§ Problem requirements: Reproduce every line of the data below, request lines included. Multiply each polygon coordinate by 2.55 and round it to a whole number, with halves rounded up.

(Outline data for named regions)
+===+
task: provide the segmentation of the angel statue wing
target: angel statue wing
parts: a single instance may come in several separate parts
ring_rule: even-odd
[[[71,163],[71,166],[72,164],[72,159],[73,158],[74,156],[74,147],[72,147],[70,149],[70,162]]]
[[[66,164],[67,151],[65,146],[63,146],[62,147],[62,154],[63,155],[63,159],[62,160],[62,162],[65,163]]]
+===+
§ Reply:
task: provide the segmentation of the angel statue wing
target: angel statue wing
parts: a single instance may come in several separate parts
ring_rule: even-odd
[[[181,416],[181,423],[184,418],[184,405],[186,403],[189,398],[189,375],[184,375],[179,380],[179,413]]]
[[[168,418],[171,385],[166,372],[161,372],[158,375],[158,393],[161,395],[161,405],[158,408],[158,413],[166,416]]]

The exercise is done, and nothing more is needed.